Work to complete:
Write out the records below exactly as they stand, line for line, but omit the pictures from your copy.

Data for this task:
....

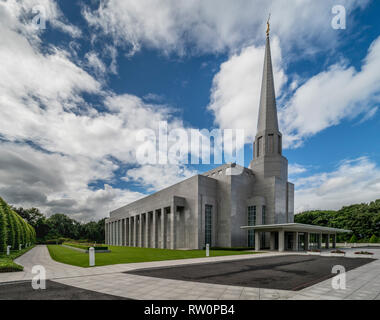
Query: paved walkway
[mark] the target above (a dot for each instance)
(362, 283)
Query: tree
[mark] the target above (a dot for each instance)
(10, 223)
(353, 239)
(17, 228)
(3, 230)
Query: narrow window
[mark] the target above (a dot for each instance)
(263, 216)
(270, 143)
(208, 224)
(259, 143)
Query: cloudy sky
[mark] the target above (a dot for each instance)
(79, 79)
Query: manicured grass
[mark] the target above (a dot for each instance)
(130, 255)
(6, 262)
(83, 246)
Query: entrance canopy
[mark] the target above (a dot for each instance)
(293, 236)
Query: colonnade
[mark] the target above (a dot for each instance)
(151, 229)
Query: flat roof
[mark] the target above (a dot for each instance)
(294, 227)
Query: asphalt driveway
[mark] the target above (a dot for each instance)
(22, 290)
(289, 272)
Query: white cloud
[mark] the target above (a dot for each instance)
(295, 169)
(235, 93)
(41, 102)
(22, 16)
(341, 92)
(58, 183)
(354, 181)
(338, 93)
(155, 177)
(94, 62)
(216, 25)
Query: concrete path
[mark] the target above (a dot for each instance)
(362, 283)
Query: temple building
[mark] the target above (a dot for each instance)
(253, 209)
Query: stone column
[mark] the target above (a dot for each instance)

....

Complete response:
Query: paved walkway
[mark] the target above (a dot for each instance)
(362, 283)
Query: tree
[mark] the target above (a dot for each instance)
(10, 223)
(353, 239)
(17, 228)
(3, 230)
Query: narrow window
[mark] the target above (a dot for each instance)
(263, 216)
(270, 143)
(208, 224)
(259, 143)
Query: cloudy sky
[mark] the target above (a dot for each instance)
(79, 79)
Query: manicured grass
[mark] the target above (a dot for each instance)
(130, 255)
(6, 262)
(83, 246)
Query: entrance canopy
[mark] the target above (a dot for each instance)
(293, 236)
Query: colonnade
[mark] the target above (a dot for each instance)
(151, 229)
Query: flat roof
[mark] the target above (a dot for each instance)
(294, 227)
Query: asphalt driveway
[mark] the target above (a dot for each instance)
(22, 290)
(289, 272)
Query: white cloud
[mark] the target above (a dot for each instance)
(295, 169)
(235, 93)
(41, 102)
(22, 16)
(341, 92)
(58, 183)
(354, 181)
(338, 93)
(155, 177)
(94, 62)
(216, 25)
Query: concrete path
[mark] the target above (a dot for each instance)
(362, 283)
Query: temple building
[mark] the target above (a dot for each instance)
(253, 209)
Query: stone column
[mark] the target above (a dot for each instance)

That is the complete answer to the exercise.